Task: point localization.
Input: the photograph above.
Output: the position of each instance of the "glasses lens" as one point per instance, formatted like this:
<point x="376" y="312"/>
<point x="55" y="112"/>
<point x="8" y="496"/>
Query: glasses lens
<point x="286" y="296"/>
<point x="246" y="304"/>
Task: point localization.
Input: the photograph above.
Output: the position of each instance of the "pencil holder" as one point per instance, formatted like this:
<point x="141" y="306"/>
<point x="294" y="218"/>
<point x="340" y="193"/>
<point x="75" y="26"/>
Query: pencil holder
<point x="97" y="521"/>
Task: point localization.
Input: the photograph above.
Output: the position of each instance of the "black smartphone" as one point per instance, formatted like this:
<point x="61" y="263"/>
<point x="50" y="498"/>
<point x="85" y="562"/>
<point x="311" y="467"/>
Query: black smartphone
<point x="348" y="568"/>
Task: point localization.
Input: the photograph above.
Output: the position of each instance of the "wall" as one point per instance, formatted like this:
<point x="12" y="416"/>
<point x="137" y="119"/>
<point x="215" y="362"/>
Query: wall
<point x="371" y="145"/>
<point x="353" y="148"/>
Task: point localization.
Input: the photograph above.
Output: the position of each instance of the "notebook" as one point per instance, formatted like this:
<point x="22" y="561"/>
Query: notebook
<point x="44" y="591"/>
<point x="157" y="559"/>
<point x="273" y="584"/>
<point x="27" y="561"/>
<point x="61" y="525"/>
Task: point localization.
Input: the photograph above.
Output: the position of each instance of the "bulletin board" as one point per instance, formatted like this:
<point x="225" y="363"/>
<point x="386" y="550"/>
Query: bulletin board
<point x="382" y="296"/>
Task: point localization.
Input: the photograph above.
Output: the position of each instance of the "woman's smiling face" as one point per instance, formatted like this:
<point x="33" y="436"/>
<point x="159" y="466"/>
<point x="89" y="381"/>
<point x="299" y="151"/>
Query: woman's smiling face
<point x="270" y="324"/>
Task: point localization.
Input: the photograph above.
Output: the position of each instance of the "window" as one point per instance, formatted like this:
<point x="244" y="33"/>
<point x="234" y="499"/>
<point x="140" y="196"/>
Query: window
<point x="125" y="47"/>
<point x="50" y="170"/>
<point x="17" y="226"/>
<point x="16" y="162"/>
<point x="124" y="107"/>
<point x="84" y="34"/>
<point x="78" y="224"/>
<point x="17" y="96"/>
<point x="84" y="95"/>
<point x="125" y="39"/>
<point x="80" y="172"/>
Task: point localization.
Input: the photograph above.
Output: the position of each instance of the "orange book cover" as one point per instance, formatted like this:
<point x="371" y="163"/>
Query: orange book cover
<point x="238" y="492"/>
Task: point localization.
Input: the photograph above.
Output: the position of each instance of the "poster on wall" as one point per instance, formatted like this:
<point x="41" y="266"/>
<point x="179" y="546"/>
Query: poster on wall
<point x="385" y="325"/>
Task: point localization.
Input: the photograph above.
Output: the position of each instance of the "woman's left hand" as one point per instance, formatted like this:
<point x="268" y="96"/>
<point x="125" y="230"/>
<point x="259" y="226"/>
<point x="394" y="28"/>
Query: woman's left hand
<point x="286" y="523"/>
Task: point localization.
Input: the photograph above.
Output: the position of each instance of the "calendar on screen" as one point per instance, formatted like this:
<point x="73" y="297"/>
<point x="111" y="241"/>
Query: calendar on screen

============

_WHAT THE TASK REQUIRES_
Write out every entry again exactly, please, with nothing missing.

_COMPLETE ANSWER_
Task: point localization.
Input: the photograph above.
Output: the position of each instance of the "glasses lens" as one point per instance, formatted like this:
<point x="376" y="312"/>
<point x="55" y="112"/>
<point x="8" y="496"/>
Query: glasses lens
<point x="286" y="296"/>
<point x="246" y="304"/>
Task: point localization.
Input: the photograph above.
Output: the position of each instance of the "pencil holder" as one point per instance, formatted like this:
<point x="141" y="306"/>
<point x="294" y="218"/>
<point x="340" y="193"/>
<point x="75" y="26"/>
Query: pencil holder
<point x="97" y="521"/>
Task: point localization.
Input: the photograph above.
Output: the position of each instance of the "black smartphone" as one point per instance, formatted like this:
<point x="61" y="263"/>
<point x="50" y="498"/>
<point x="85" y="562"/>
<point x="311" y="467"/>
Query: black smartphone
<point x="348" y="568"/>
Task: point localization.
Input: the photograph above.
Output: the position of each instance of the "wall" as one point per instance, formatted like this:
<point x="12" y="416"/>
<point x="137" y="119"/>
<point x="215" y="362"/>
Query: wall
<point x="371" y="145"/>
<point x="353" y="148"/>
Task: point localization.
Input: the photograph above.
Output: the position of each instance of the "notebook" as one point per instance, formatted like this:
<point x="22" y="561"/>
Query: notebook
<point x="44" y="591"/>
<point x="157" y="559"/>
<point x="273" y="584"/>
<point x="27" y="561"/>
<point x="61" y="525"/>
Task: point localization.
Input: the photograph above.
Output: the position of each instance of the "bulletin board" as one point per instance, formatted like this:
<point x="225" y="363"/>
<point x="386" y="550"/>
Query: bulletin board
<point x="382" y="296"/>
Task: point localization.
Input: the photograph above.
Output: the position of each instance of the "woman's smiling face" as one point per instance, formatted like this:
<point x="33" y="436"/>
<point x="159" y="466"/>
<point x="89" y="381"/>
<point x="299" y="151"/>
Query: woman's smiling face
<point x="270" y="324"/>
Task: point localization.
Input: the photograph above.
Output: the position of each instance of the "window" as one point per instance, formatted like this:
<point x="244" y="33"/>
<point x="234" y="499"/>
<point x="140" y="196"/>
Query: window
<point x="125" y="47"/>
<point x="50" y="170"/>
<point x="17" y="226"/>
<point x="16" y="162"/>
<point x="124" y="107"/>
<point x="84" y="34"/>
<point x="78" y="224"/>
<point x="17" y="96"/>
<point x="84" y="95"/>
<point x="125" y="39"/>
<point x="80" y="172"/>
Task: point localization.
Input: the photograph above.
Output: the position of each instance of the "orange book cover" as one point per instance, formatted like this:
<point x="371" y="163"/>
Query: orange book cover
<point x="238" y="492"/>
Task: point localization.
Input: the photograph above.
Output: the position of each instance of the "poster on wall" as one point per instance, formatted like this:
<point x="41" y="266"/>
<point x="179" y="546"/>
Query: poster on wall
<point x="385" y="325"/>
Task: point localization.
Input: the photograph above.
Output: the position of each instance of the "woman's left hand" as one point per instance, formatted like this:
<point x="268" y="96"/>
<point x="125" y="230"/>
<point x="259" y="226"/>
<point x="394" y="28"/>
Query: woman's left hand
<point x="286" y="523"/>
Task: point localization.
Input: the photograph above.
Output: the position of each instance of the "calendar on screen" as one point per instance, formatted like this:
<point x="73" y="297"/>
<point x="111" y="241"/>
Query: calendar on screen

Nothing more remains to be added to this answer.